Reproduce the text from the start of the items through the line holding "point(130, 187)", both ends included. Leave out any pictures.

###

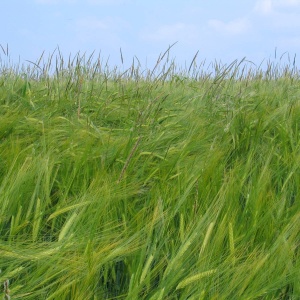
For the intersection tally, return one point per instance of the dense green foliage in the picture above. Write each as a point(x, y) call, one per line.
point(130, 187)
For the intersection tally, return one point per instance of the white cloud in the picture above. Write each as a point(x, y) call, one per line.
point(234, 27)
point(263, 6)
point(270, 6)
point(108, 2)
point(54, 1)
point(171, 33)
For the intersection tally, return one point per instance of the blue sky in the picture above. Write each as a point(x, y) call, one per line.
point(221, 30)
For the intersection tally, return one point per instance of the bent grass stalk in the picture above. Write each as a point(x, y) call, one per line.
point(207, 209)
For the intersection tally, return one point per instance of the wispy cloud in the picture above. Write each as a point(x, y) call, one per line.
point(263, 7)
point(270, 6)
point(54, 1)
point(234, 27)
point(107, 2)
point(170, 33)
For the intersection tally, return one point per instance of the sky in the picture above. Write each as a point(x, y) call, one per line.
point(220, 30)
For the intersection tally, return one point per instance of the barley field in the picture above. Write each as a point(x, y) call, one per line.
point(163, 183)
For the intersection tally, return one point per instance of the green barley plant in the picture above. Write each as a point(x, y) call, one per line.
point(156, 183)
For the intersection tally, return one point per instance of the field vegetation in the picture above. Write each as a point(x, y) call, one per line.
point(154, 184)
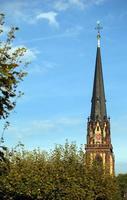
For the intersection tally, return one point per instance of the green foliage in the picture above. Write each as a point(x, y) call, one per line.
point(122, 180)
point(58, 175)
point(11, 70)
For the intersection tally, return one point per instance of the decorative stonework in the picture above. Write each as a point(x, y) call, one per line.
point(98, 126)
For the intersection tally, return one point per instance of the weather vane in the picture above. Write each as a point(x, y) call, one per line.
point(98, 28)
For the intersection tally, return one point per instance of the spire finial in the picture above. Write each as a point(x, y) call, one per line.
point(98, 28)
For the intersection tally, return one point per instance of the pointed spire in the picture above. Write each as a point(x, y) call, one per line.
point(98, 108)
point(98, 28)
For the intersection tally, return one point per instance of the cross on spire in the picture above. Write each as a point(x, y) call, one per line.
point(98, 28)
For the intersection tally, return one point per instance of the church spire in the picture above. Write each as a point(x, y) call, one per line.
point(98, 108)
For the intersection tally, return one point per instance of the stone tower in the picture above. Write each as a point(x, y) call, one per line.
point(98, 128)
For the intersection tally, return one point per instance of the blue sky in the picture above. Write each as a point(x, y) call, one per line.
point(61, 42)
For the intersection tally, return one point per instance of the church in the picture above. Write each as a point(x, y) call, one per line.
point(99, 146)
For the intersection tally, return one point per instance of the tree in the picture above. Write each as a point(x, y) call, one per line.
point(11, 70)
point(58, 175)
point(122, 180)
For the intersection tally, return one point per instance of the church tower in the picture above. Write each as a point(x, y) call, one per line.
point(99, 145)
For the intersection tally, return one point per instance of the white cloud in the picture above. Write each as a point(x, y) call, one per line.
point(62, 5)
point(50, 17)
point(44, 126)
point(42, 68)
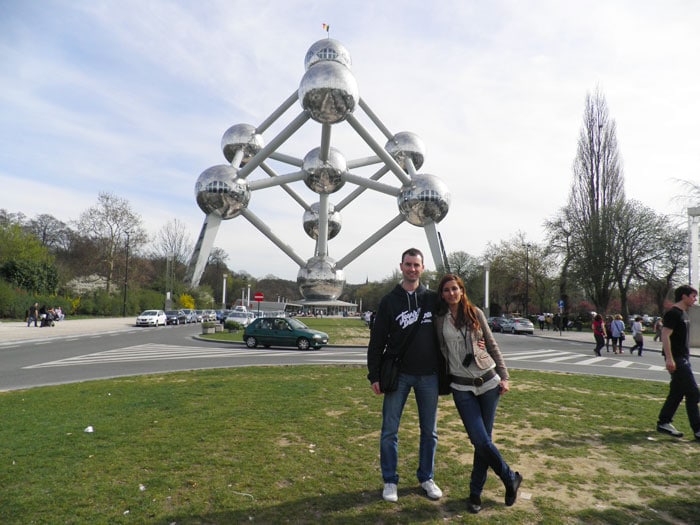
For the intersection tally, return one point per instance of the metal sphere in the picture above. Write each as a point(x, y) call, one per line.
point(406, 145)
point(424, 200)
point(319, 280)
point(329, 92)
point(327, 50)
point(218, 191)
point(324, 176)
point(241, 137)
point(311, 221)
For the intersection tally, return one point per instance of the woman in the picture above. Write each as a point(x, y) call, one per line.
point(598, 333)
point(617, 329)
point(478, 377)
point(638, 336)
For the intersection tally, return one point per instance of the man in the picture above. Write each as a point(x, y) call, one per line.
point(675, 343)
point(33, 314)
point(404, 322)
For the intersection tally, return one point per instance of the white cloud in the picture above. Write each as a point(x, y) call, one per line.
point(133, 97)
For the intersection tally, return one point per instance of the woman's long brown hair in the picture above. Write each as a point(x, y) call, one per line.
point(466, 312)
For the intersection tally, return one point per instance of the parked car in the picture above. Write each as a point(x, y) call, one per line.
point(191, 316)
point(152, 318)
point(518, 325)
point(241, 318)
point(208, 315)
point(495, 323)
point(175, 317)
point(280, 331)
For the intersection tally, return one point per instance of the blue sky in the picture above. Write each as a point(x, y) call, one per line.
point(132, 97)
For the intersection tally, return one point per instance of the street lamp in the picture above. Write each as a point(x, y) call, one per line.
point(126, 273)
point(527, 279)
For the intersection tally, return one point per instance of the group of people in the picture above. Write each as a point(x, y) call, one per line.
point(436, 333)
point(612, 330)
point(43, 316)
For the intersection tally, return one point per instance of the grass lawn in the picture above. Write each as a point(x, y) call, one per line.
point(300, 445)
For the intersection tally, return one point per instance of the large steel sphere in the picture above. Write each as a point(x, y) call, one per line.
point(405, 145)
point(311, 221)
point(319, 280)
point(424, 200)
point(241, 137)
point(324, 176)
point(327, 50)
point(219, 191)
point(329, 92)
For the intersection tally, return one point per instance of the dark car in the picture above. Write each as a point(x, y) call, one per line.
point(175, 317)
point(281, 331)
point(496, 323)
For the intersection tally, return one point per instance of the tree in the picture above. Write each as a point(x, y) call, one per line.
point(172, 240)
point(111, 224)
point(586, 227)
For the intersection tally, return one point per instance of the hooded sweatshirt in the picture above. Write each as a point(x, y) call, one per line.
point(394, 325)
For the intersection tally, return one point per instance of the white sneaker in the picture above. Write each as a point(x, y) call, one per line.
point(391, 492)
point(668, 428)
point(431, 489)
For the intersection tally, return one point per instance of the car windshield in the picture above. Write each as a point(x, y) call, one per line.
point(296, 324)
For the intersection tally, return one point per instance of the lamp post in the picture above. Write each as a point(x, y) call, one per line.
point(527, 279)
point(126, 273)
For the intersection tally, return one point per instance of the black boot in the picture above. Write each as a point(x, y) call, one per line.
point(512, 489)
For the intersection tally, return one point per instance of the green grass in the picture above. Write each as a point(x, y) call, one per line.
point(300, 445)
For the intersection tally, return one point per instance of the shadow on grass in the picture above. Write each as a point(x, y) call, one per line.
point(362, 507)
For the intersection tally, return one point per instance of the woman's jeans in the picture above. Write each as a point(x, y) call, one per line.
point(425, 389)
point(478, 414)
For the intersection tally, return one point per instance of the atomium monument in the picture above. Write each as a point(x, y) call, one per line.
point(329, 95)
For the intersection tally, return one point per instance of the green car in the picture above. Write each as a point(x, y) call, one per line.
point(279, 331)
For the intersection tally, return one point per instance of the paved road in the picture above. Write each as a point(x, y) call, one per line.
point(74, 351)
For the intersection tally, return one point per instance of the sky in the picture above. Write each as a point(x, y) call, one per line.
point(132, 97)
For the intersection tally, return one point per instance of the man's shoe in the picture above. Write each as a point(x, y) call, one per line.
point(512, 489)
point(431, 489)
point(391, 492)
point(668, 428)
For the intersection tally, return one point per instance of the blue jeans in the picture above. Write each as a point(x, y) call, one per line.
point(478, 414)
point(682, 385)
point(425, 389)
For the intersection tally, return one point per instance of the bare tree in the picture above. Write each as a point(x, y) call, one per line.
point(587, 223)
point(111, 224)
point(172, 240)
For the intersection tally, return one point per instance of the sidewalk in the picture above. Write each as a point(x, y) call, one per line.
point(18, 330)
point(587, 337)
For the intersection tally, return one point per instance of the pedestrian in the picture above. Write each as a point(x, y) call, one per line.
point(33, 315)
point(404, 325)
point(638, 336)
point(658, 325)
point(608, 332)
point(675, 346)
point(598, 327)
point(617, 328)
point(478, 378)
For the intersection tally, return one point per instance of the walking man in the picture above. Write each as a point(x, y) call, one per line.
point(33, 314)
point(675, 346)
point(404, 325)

###

WRITTEN RESPONSE:
For the intersection tally, return one point per instance of the dense green foliage in the picture above. Write each as a point(x, y) call, one per line.
point(130, 187)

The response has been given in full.